**Excerpt to read:**
If I train for specific endurance in the 3-4 weeks leading up to those races, to maximize performance in those races, it could have substantial long term benefits as I move on to more marathon endurance training post race.

5. Tune up races! I didn’t run many tune-up races in my previous cycle, and to be honest I do miss shorter races. I almost decided to take a year off from marathons not because of how tough training is, but so I could run more shorter races instead.

I don’t think I need to go that far, though. It’s entirely reasonable to do several races during an 18 week training cycle as tune-up races. And it’s reasonable to run them with a serious effort, as doing so provides secondary training benefits. Most of them can double as a long, quality tempo training session.

6. More multi-pace workouts, especially during long runs. Time to time I’ve mixed in fast-finish moderate runs, plus I dabbled with Daniels-style multi-pace long runs last year during an extended test run of a marathon training cycle (I didn’t actually plan to run a marathon that fall, but did want to practice stretching out).

The Daniels paced-long-runs are tough, and it may have been a little early in my development to do them. But now, having developed my ability to manage moderate pace in longer runs, I think it may benefit me to incorporate multi-pace long runs.

I probably won’t go full Daniels 2Q and devote two days a week to killer 12-16 mile runs with extended threshold and marathon pace segments, at least not right off the bat. To avoid burnout it’s best to do those closer to the race, as my training peaks.

I may not need to run a 20 miler next time around, but I can definitely benefit from running a 16 miler where, say, 10+ of the miles are at marathon pace.

7. Varying the pace and intensity of regular distance runs. Over the last year I’ve run nearly all of my regular runs at around the same pace. That pace was somewhat faster during the Vancouver cycle than during the recent Chicago cycle. Lately, as I’ve resumed running, all of my regular and long runs have been substantially quicker than either.

As I ramp up to training mileage it would be a good idea to take a standard hard/easy approach to those regular runs. Perhaps one day I can sustain a moderate 8:30-9:15 pace… and the next give myself total permission to take it easy and go as slow as I’d like. This can allow me to add maximum mileage as well as push myself some.

8. Run every single day, even if just a little bit. Running every single day for 2+ months worked very well for me during my last couple months of training.

It happened basically by accident: When I discovered I had run for 10 straight days, I decided to try and keep the run streak going since I still felt good despite no days off. I ran for 70 straight days right up to the Chicago Marathon, and felt great at the end.

**What you need to do:**
1 > In the marathon training excerpt, how many straight days did the writer run leading up to the Chicago Marathon?
2 > Carry on the marathon training excerpt from its last sentence.
The items after this passage play no part in the work.

**Material shown:**
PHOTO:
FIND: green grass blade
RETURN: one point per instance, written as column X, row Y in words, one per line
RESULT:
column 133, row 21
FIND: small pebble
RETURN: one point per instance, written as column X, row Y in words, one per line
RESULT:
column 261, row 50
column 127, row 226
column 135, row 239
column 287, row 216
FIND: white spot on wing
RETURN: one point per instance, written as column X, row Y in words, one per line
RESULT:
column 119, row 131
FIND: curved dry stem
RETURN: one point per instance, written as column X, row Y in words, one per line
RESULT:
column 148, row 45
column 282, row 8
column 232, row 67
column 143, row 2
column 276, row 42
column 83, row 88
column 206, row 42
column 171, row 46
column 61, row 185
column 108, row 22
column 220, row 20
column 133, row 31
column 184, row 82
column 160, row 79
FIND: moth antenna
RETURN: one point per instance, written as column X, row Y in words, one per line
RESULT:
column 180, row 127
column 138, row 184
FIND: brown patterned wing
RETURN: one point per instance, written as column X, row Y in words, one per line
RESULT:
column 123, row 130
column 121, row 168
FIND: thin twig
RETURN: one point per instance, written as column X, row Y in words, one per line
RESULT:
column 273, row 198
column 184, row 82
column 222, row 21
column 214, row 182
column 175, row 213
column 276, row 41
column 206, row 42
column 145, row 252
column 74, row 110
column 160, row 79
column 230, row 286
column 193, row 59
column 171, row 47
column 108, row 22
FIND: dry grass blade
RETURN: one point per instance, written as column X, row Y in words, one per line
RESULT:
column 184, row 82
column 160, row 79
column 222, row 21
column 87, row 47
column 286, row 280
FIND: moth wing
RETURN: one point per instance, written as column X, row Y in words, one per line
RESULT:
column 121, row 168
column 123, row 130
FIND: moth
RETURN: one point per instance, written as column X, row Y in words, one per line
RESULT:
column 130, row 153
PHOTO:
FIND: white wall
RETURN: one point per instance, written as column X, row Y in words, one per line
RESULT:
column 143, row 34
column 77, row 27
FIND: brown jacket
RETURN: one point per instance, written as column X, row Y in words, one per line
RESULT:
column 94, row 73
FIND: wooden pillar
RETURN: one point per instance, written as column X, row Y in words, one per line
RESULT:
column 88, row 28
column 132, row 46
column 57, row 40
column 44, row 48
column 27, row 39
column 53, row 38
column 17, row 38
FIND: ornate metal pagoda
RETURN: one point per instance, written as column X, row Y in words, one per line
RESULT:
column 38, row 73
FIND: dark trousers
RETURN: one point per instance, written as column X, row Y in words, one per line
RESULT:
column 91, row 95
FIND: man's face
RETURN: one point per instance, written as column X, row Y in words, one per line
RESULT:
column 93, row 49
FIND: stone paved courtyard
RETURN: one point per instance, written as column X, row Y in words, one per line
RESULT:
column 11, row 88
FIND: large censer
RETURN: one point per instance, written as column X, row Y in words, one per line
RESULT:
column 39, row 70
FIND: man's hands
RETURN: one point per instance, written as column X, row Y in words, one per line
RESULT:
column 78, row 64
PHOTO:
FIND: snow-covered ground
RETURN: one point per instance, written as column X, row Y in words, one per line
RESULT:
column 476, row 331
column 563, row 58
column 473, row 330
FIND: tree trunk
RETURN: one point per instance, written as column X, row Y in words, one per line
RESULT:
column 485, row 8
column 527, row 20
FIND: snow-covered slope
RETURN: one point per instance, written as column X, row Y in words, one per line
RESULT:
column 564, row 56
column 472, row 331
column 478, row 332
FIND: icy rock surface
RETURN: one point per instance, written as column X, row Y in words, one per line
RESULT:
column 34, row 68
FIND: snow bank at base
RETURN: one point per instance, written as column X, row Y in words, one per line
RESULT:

**Results of the tasks:**
1 > The writer ran for 70 straight days.

2 >
My body seems to respond better to quick, easy runs as recovery instead of taking a full rest day. Many good runners run every day. I think it might work out (barring an actual injury) to run 7 days a week, and when feeling particularly tired to just run a couple easy miles that day instead of outright resting.

9. Train to optimize high-moderate pace, for optimal aerobic support. Like many, I’d previously opt to slow down on longer runs to preserve stamina. While this allowed me to run 20-milers and other long runs, it didn’t help translate my speed to longer runs. My speed at shorter distances indicates I can run faster at longer distances.

Again, I want to take a page from the Hansons and do my long runs at more of a moderate pace, rather than the easy pace most recommend. I obviously don’t plan to race these long runs, or even do them at marathon pace just yet. But I want to go out at a fast cadence and try to hold that cadence as long as reasonably possible.

I’m no longer concerned about whether or not I can run long, since I clearly can. Now I want to translate my speed to longer distances by working on the specific endurance of running faster over longer distances.

10. Don’t emphasize marathon-pace until the final six weeks before the next marathon. While it’s important to run at marathon pace periodically throughout the training cycle, I also don’t want to peak too early. It’s not as important to emphasize marathon-pace running until the final few weeks before the race.

As I did before Chicago, I plan to taper the last 14 days by heavily reducing my volume while doing virtually all of the my running at marathon pace. The pace not only feels surprisingly comfortable, but feels ingrained once you get to the start line. However, if I were to run a lot at that pace for six weeks, I would either risk burning out, overdoing easier runs due to prematurely ingraining the pace, or stagnating development in some other way.

I’m no fan of the muscle confusion fallacy, but development is best served by altering elements of your training every few weeks.

Prior to the final few weeks, I won’t run marathon pace for more than 25% of any speedwork in a week. A few miles once a week are fine in the early going, but running at that pace isn’t necessary.

11. Use accordant tune up races as goal pace benchmarks. Pace prediction calculators use results from your other races as estimators of how you can do in other races, including the marathon.

If I have a goal pace in mind, I can review the Daniels or Hanson equivalent pace in a tune up race, like a 5K or 10K, and see if I can run that pace.

Or, if I don’t have a goal pace in mind, I can use the pace I run as a gauge of what I can do, and adjust my workout pacing going forward.

12. Peak early… with training volume. I don’t want to peak early overall, but I do have a lot of things I want to work on: Speed over longer runs, mixed workouts, racing other race distances.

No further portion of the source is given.